TEXT SHOWN ▸
────────────────────────────────────────

Welcome to part 2 of our “starting solids” blog. In the last post we focused on the more traditional “parent-led weaning” approach.
You can check this one out here: Starting solids, parent-led weaning or baby-led weaning? – Let’s Eat! Feeding Therapy. This post will look at a feeding approach that has become more popular over the last decade – Baby-led Weaning. Most importantly, when choosing baby-led weaning, how do we keep our babies safe?
Child Health Nurse, Gill Rapley, published her book on Baby-led weaning in 2008. Put simply, baby-led weaning means skipping the traditional puree/mashed stages of learning to eat solids that we use in parent-led weaning and moving straight onto finger foods. It involves:
- Bringing your child’s highchair to the table to eat with the family.
- Offering your baby small portions of family foods rather than puree/mashed baby foods.
- Encouraging your baby to feed himself. Lots of mess is a natural part of this approach.

────────────────────────────────────────

RECORD SET ▸
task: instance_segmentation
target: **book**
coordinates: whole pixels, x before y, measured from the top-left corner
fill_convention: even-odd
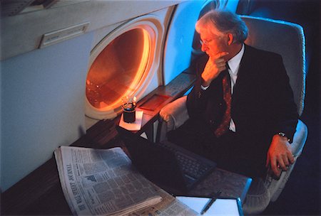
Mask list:
[[[243,215],[240,198],[219,197],[214,202],[210,202],[210,198],[176,196],[176,199],[205,216]],[[204,210],[206,210],[205,212]]]
[[[121,148],[61,146],[54,155],[74,215],[197,215],[143,176]]]

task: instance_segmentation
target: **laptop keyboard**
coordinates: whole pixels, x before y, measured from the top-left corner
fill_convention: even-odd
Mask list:
[[[185,174],[188,178],[192,178],[194,180],[197,180],[201,176],[203,176],[211,168],[211,166],[200,163],[188,156],[180,154],[179,153],[176,153],[176,158],[178,163],[180,164],[183,172]]]
[[[182,153],[175,149],[172,146],[163,145],[167,149],[174,152],[176,156],[183,173],[185,180],[188,185],[193,184],[195,180],[201,178],[206,172],[213,168],[212,164],[208,164],[203,161],[198,161],[195,158],[190,157],[188,155]]]

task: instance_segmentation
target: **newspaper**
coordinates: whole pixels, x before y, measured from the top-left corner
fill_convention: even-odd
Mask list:
[[[61,146],[61,188],[75,215],[196,215],[140,174],[121,148]]]

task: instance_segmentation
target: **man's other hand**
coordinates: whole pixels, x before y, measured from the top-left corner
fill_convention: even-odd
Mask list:
[[[266,166],[270,165],[275,176],[280,178],[282,171],[286,171],[287,167],[294,162],[287,138],[274,135],[268,151]]]
[[[226,60],[223,57],[228,55],[228,52],[222,52],[213,58],[210,57],[201,75],[203,86],[210,85],[210,82],[220,75],[220,72],[226,69]]]

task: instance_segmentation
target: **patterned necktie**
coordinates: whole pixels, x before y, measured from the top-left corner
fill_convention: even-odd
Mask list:
[[[232,95],[230,92],[230,77],[228,73],[229,68],[228,65],[226,64],[227,70],[223,71],[224,76],[222,80],[223,90],[223,99],[226,103],[226,109],[224,113],[224,116],[222,119],[222,122],[218,127],[214,131],[216,137],[220,137],[224,134],[229,129],[230,122],[230,103],[232,99]]]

────────────────────────────────────────

TO DO ▸
Please answer from the text on starting solids: in what year did Gill Rapley publish her book on baby-led weaning?

ANSWER AREA ▸
2008